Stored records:
────
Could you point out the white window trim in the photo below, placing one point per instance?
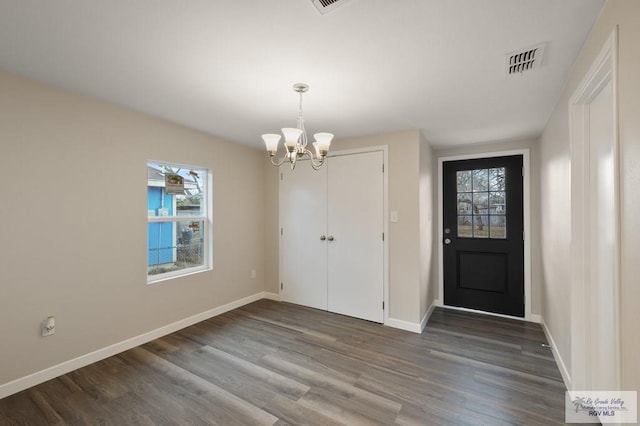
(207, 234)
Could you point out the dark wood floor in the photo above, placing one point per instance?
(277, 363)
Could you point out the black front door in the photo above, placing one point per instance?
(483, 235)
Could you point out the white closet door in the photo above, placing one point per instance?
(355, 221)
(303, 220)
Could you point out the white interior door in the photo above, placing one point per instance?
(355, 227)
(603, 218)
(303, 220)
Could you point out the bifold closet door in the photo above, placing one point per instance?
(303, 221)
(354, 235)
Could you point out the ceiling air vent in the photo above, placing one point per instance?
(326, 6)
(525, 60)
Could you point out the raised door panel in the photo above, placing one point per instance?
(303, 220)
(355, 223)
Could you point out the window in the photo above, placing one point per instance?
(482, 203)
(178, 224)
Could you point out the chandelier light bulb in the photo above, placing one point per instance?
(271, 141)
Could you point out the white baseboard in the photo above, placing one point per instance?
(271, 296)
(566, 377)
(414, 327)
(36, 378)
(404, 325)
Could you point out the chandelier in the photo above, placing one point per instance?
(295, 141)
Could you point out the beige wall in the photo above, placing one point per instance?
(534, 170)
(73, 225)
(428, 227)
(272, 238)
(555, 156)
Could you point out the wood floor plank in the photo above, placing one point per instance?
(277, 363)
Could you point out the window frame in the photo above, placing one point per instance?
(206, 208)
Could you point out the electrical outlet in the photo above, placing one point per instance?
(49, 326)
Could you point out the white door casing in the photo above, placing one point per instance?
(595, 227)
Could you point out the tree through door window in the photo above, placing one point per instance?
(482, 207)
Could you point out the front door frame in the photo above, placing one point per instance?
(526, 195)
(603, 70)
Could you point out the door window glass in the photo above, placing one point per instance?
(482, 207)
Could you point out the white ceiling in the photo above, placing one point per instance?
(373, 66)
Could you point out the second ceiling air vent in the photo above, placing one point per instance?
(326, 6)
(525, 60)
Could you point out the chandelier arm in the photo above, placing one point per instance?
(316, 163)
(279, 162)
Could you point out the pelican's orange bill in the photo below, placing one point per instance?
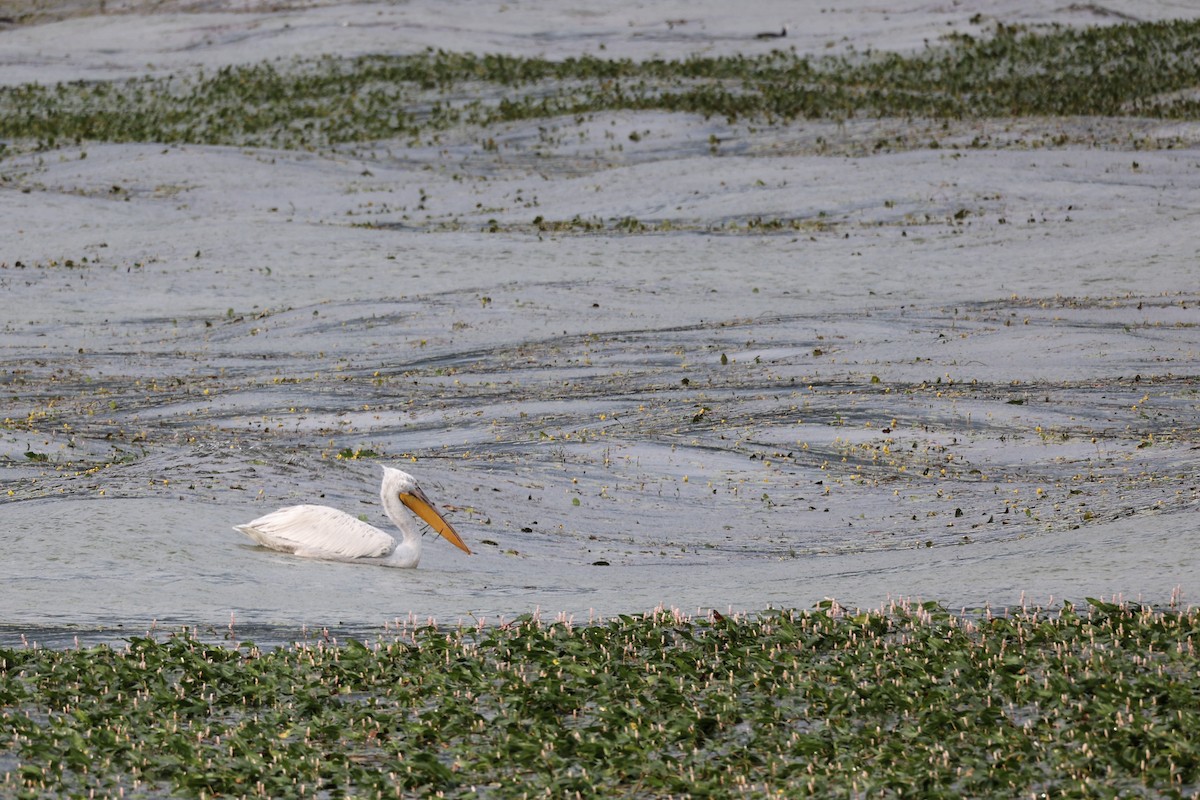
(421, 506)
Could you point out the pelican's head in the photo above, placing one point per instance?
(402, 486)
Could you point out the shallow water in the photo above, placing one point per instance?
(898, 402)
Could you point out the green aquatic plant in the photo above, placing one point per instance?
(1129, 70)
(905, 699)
────
Replace "placing one point per instance" with "marking each instance with a single point" in the lines that begin at the one containing "Could you point out the electrical" and run through the last line, changing nothing else. Leave the pictures out.

## Exercise answer:
Could you point out the electrical outlet in the photo above, marking each instance with a single point?
(49, 326)
Could you point out the white door casing in the photo above, marking each instance with a single point?
(595, 227)
Could you point out the tree through door window in the photo above, marking each instance with a single point?
(482, 207)
Could you point out the front door frame in the photo above, marking each instance with a single point?
(526, 195)
(603, 70)
Could you point out the door window glass in the photo above, marking each instance with a single point?
(482, 207)
Could you point out the white ceiling in the photo above, marking each instance with a single point?
(373, 66)
Could you point out the second ceiling air vent in the photo above, marking each instance with a single point?
(326, 6)
(525, 60)
Could you point out the chandelier arm in the photo above, marking each instance with a single point?
(316, 163)
(279, 162)
Could you point out the pelican's orange bill in the photo below, marking each instance with a single point?
(421, 506)
Could you point out the pelican's head in the photo above, marking each instance with a single point?
(402, 486)
Could you point out the shallow water in the photo above, marking each instance with a single point?
(898, 402)
Could you point out the green aquatic plant in the photo above, marking each instance with a single point?
(1129, 70)
(905, 699)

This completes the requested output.